▶ **GOAL OF THE EXERCISE**:
Determine how many lines below contain the word "instance", then write that number by itself.

▶ **RECORD EXTRACTS**:
================================

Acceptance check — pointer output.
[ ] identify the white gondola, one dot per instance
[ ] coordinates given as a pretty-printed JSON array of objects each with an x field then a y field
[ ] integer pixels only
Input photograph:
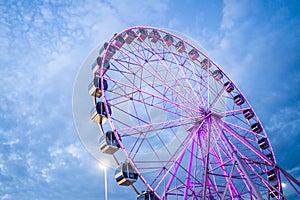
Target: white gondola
[
  {"x": 129, "y": 36},
  {"x": 154, "y": 36},
  {"x": 217, "y": 74},
  {"x": 125, "y": 174},
  {"x": 95, "y": 86},
  {"x": 263, "y": 143},
  {"x": 248, "y": 114},
  {"x": 193, "y": 54},
  {"x": 118, "y": 42},
  {"x": 205, "y": 64},
  {"x": 272, "y": 176},
  {"x": 270, "y": 157},
  {"x": 168, "y": 40},
  {"x": 228, "y": 86},
  {"x": 110, "y": 51},
  {"x": 99, "y": 114},
  {"x": 180, "y": 47},
  {"x": 256, "y": 128},
  {"x": 274, "y": 193},
  {"x": 96, "y": 67},
  {"x": 109, "y": 143},
  {"x": 238, "y": 99},
  {"x": 147, "y": 195},
  {"x": 142, "y": 34}
]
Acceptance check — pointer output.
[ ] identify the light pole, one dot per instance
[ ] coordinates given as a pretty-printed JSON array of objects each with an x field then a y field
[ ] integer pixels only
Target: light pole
[{"x": 105, "y": 179}]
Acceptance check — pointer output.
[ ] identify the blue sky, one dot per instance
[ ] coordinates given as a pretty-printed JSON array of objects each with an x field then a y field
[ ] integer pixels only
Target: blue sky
[{"x": 44, "y": 43}]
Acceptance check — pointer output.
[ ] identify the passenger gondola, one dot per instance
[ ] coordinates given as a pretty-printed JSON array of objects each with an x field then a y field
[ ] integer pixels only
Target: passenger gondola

================================

▶ **EXPECTED ANSWER**:
4